→ **Task item**: An exact, word-for-word copy of the entries is required, beginning at the line that contains "In this exercise you will locate the high-rise" and ending at the last line, both included.

Items from a dataset:
============================================================
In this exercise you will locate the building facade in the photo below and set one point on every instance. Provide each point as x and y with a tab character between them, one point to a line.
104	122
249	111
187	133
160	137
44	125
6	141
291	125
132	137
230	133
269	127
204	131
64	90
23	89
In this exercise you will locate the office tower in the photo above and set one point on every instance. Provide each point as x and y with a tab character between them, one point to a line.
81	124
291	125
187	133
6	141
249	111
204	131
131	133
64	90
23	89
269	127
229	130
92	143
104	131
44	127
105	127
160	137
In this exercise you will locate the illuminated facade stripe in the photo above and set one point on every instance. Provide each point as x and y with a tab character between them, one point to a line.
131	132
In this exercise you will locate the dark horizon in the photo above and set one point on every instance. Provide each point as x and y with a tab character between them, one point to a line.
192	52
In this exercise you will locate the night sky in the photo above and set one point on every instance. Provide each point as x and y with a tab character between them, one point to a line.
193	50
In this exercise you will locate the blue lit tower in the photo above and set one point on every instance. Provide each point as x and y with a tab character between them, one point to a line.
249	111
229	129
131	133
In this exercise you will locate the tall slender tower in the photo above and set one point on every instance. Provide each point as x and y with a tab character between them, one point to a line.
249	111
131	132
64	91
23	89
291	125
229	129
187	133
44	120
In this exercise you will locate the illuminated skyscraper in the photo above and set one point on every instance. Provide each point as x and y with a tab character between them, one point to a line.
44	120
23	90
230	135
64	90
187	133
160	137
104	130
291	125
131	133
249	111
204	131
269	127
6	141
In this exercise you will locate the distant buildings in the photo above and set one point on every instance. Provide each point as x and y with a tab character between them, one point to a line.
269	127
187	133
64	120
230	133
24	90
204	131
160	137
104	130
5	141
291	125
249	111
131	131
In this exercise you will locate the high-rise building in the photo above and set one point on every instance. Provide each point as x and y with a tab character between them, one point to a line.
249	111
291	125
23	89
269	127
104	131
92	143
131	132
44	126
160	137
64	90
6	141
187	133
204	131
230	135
============================================================
→ **Answer to the exercise**:
In this exercise you will locate the high-rise building in the photo above and set one point on every instance. Provide each point as x and y with a tab character between them, one point to a line.
249	111
291	125
23	89
269	127
104	131
92	143
131	132
44	126
160	137
64	90
6	141
187	133
204	131
230	135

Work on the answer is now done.